Das Menschenrecht auf soziale Sicherheit ist eine Grundvoraussetzung für ein Leben in Würde. Es verpflichtet Staaten, jenen Menschen, die sich in einer Notlage befinden, zumindest ein menschenwürdiges Dasein zu ermöglichen.
„Der Grund dafür, dass es diesen Fleckerlteppich (Anm: bei der Sozialhilfe) gibt, liegt in den Reformen, die Schwarz-Blau gemacht hat,“ sagte NEOS-Chefin Beate Meinl-Reisinger in der TV-Konfrontation. Fakt ist: Die damalige türkis-blaue Bundesregierung hat im Jahr 2019 das Sozialhilfe-Grundsatzgesetz beschlossen, das zu einer Vereinheitlichung in ganz Österreich führen sollte. Sozialhilfe ist in Österreich Sache der Bundesländer. Mit dem Sozialhilfe-Grundsatzgesetz sollte ein verbindlicher Rahmen geschaffen werden, den die Bundesländer bei der Ausgestaltung der Sozialhilfe einhalten müssen. Dieser grundsätzlich gute Ansatz, der das föderal zersplitterte Sozialsystem österreichweit harmonisieren sollte, verfehlte in der Praxis sein Ziel: Als Grundgesetz enthält es eine Vielzahl an so genannten „Kann“-Bestimmungen, die den Bundesländern Spielräume bei der Gestaltung ihrer Gesetze eröffnen sollten, die aber von den Ländern unterschiedlich ausgeübt werden. Dadurch ist die österreichische Sozialhilfe ein Stückwerk und uneinheitlich. Teile des neuen Gesetzes wurden vom Verfassungsgerichtshof wieder aufgehoben. Aus vielerlei Gründen, unter anderem wegen der zahlreichen “Kann-Bestimmungen”, ist die Sozialhilfe aktuell zerstückelter denn je und die Menschen erhalten nicht überall gleich viel.
„Es gibt eine Überforderung in Wien, weil die Sozialhilfe so hoch ist,“ sagte Karl Nehammer im TV-Duell. Realität ist: Wien hat das Sozialhilfe-Grundsatzgesetz nur in Teilen umgesetzt und hat unter anderem andere Kinderrichtsätze als die übrigen Bundesländer. Sprich: Jedes Kind in Wien erhält gleich viel an Sozialhilfe – das ist in anderen Bundesländern nicht so. Mit anderen Worten: Nicht überall in Österreich sind Kinder de facto gleich viel wert.

Vorliegende Datensätze –
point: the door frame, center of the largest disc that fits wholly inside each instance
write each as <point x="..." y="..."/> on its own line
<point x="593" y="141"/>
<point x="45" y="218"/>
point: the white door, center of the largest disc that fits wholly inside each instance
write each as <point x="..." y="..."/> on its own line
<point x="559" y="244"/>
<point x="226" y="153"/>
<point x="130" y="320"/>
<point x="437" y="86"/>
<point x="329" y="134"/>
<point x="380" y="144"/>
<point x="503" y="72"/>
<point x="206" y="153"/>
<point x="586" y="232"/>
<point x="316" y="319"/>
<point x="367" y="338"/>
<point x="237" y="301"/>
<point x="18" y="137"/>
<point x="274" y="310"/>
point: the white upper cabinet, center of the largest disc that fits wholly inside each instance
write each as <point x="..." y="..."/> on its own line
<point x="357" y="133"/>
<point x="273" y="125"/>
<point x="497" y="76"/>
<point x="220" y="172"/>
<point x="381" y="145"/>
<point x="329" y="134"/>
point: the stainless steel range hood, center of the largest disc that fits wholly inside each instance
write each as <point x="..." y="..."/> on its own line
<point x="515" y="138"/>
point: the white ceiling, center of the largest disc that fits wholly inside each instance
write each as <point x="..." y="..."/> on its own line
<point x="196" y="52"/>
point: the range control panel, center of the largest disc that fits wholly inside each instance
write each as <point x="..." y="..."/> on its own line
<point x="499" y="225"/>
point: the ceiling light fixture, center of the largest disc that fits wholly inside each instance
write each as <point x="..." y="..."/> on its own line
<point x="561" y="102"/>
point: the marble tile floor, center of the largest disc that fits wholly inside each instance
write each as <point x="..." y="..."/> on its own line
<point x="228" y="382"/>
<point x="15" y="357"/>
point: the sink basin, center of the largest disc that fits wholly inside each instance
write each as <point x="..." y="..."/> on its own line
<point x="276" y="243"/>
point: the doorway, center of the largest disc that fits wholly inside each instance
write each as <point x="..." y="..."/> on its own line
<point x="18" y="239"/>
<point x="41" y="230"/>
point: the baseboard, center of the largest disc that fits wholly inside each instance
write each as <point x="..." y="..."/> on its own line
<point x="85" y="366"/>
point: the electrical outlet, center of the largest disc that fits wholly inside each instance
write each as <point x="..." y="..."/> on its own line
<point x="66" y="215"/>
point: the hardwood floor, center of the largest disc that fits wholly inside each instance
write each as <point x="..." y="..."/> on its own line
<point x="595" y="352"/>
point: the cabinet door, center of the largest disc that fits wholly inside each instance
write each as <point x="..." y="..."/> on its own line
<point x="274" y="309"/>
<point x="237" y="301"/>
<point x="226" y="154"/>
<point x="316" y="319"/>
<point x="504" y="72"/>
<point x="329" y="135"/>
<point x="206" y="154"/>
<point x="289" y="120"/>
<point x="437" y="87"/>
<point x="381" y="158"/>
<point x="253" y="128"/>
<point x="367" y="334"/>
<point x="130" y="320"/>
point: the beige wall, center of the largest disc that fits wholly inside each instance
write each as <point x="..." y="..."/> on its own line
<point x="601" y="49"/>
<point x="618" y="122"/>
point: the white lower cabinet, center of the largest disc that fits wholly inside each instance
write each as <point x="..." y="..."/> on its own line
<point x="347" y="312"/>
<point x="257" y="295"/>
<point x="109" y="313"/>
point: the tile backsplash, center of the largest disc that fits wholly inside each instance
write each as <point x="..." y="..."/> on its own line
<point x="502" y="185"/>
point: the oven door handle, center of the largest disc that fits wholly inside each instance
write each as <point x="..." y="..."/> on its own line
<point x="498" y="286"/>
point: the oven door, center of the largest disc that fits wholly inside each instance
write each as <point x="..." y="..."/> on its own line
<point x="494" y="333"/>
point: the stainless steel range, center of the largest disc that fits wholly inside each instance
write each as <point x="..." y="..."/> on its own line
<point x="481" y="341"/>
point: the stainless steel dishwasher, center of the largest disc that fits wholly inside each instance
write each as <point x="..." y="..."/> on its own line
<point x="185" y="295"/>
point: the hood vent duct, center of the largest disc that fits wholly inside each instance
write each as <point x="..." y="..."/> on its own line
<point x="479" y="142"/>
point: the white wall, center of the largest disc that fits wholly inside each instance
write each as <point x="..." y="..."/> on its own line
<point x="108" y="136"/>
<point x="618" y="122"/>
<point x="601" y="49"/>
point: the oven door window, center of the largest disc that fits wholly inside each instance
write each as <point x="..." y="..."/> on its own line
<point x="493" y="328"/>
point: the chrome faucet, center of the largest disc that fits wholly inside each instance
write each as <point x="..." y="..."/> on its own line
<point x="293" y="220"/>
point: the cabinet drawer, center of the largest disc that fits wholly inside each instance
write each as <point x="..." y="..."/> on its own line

Aufgaben und Übungen –
A – Entscheiden Sie für jede Aussage, ob sie mit dem Textauszug zur Sozialhilfe übereinstimmt. Antworten Sie jeweils mit Ja oder Nein und zitieren Sie die ausschlaggebenden Worte wörtlich: (i) Das Sozialhilfe-Grundsatzgesetz wurde 2019 von der türkis-blauen Bundesregierung beschlossen. (ii) Sozialhilfe ist in Österreich Sache des Bundes. (iii) Wien hat das Sozialhilfe-Grundsatzgesetz vollständig umgesetzt.
B – Schreiben Sie den Textauszug zur Sozialhilfe im Anschluss an seinen letzten Satz fort.

Ergebnisse je Aufgabe –
A –
(i) Ja: „Die damalige türkis-blaue Bundesregierung hat im Jahr 2019 das Sozialhilfe-Grundsatzgesetz beschlossen“
(ii) Nein: „Sozialhilfe ist in Österreich Sache der Bundesländer.“
(iii) Nein: „Wien hat das Sozialhilfe-Grundsatzgesetz nur in Teilen umgesetzt“

B –
Realität ist auch, dass im vergangenen Jahr 1,3 Millionen Menschen in Österreich armutsgefährdet waren. 3,7% der Menschen in Österreich konnte sich ihre Grundbedürfnisse nicht leisten. Karl Nehammer sagte im TV-Duell über das Sozialhilfe-Grundsatzgesetz: „Wir haben Möglichkeiten geschaffen.“ Realität ist: Die sogenannten Möglichkeiten, von denen der Bundeskanzler spricht, sind menschenrechtswidrige Höchstsätze bei der Sozialhilfe, sprich Maximalbeträge, die die Bundesländer auszahlen dürfen. Damit ist es nicht mehr möglich, bedarfsorientiert auf die individuellen Lebensumstände von Armutsbetroffenen einzugehen.
Die Sozialhilfe in Österreich ist mit dem Sozialhilfe-Grundsatzgesetz von bewusst gesetzten Ausschlusskriterien geprägt. Der Kreis derjenigen, die Anspruch auf Sozialhilfe haben, ist deutlich kleiner geworden. Bestimmte schutzbedürftige Gruppen, etwa Menschen mit Behinderungen, Frauen, die geschlechtsspezifische Gewalt erlebt haben oder Frauen mit Kinderbetreuungspflichten, erleben weitere Hürden im Zugang zur Sozialhilfe.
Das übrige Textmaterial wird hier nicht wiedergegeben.